— Begin DATA FOR PROCESSING —
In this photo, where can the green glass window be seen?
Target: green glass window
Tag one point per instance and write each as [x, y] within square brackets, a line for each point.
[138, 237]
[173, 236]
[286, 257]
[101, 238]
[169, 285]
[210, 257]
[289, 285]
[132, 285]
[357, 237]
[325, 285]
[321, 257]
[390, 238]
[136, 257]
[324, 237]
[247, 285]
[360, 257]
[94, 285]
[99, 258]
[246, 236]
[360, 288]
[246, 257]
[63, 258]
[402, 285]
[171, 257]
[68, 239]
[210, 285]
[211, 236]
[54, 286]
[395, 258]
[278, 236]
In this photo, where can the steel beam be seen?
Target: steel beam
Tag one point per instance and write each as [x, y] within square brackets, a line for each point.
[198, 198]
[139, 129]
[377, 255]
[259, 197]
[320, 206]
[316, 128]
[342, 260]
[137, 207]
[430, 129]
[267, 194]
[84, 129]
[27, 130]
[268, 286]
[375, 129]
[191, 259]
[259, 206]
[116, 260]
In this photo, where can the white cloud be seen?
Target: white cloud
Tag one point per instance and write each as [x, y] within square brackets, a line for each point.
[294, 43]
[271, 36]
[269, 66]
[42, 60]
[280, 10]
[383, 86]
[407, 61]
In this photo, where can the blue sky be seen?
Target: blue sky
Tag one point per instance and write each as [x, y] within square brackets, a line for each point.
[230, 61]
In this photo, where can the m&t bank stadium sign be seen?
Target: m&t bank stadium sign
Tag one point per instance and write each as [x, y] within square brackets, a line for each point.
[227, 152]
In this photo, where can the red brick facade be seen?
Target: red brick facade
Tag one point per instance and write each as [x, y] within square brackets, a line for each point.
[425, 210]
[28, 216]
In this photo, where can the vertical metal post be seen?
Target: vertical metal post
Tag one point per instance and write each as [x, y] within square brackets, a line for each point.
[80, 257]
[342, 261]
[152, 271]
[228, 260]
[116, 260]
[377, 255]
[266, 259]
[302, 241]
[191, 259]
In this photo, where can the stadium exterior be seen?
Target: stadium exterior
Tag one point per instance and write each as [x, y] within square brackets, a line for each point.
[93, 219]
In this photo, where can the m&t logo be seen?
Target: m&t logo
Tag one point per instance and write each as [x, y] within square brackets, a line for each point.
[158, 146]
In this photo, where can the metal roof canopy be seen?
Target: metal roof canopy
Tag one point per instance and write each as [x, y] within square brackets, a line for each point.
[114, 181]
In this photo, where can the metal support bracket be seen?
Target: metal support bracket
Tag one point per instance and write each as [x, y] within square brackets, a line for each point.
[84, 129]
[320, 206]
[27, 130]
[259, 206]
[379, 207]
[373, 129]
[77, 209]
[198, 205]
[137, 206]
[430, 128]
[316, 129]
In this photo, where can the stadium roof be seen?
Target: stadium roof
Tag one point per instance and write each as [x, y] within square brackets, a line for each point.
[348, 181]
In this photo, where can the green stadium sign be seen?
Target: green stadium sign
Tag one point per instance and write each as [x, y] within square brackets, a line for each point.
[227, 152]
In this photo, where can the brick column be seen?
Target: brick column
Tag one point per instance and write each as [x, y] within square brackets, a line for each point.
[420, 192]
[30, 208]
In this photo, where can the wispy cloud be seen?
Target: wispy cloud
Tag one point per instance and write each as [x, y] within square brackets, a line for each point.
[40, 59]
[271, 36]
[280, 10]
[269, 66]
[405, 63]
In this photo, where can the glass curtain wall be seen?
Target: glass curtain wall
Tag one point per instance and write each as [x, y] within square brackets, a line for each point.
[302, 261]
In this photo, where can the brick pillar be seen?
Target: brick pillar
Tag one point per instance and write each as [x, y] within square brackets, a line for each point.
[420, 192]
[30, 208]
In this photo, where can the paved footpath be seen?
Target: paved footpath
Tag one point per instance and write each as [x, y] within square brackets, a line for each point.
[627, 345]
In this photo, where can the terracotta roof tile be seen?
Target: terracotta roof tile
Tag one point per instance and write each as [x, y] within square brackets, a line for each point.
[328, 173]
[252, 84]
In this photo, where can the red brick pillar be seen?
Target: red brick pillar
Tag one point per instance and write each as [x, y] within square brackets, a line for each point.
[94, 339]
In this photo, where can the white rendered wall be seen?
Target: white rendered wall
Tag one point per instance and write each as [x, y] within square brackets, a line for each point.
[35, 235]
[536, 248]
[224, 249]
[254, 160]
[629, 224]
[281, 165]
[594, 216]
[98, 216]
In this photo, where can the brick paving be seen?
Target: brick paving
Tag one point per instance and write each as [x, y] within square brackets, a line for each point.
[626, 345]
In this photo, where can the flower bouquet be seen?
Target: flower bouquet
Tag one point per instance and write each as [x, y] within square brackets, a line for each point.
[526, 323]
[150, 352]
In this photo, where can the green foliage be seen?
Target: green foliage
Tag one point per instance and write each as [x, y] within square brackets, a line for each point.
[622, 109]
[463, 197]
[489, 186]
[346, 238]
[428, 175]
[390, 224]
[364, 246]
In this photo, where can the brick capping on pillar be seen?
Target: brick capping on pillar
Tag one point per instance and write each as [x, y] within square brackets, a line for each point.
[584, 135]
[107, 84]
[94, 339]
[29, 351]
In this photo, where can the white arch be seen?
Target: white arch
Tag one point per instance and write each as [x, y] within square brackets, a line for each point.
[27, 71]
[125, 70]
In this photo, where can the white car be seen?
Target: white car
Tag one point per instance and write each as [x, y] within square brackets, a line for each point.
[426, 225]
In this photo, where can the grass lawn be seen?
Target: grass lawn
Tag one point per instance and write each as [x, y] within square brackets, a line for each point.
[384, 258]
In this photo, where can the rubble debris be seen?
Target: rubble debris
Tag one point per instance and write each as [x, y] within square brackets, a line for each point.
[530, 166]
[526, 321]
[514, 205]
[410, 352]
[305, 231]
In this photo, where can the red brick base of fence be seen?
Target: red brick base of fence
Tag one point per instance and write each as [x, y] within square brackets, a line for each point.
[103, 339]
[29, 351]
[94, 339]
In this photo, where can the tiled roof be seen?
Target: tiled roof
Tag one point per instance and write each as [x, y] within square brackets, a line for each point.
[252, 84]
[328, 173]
— End DATA FOR PROCESSING —
▶ _TASK DIRECTIONS_
Starting with the line containing "In this photo, where can the white arch" and going on through the end of the data, repeat those lines with "rubble debris" changed to "loose rubble" and everything else left as is.

▶ _COMPLETE ANSWER_
In this photo, where can the white arch be seen?
Target: white arch
Tag one point per instance and write each as [x, y] within square brackets, a line for each point.
[27, 71]
[125, 70]
In this photo, where can the white car be seen?
Target: white car
Tag one point per instance and write each as [x, y] within square brackets, a line for each point.
[426, 225]
In this photo, where can the grass lawn be seen?
Target: grass lawn
Tag one point per instance and write each as [x, y] within square brackets, a line for each point.
[384, 258]
In this photo, where can the loose rubble be seen?
Target: loose rubble
Tag one point per instance and write each as [x, y] within square brackets, a line for each point.
[530, 166]
[526, 321]
[514, 205]
[410, 352]
[305, 231]
In this photo, where can the red brick base of fence be seen?
Target: red brick base of fence
Tag one point per instance and write each as [x, y] within square brackets, a line for each point.
[103, 339]
[29, 351]
[94, 339]
In this photo, where can the tiled roof be seen?
Target: tiled roof
Tag one point per instance and write each as [x, y] within square brackets, a line for each point.
[252, 84]
[328, 173]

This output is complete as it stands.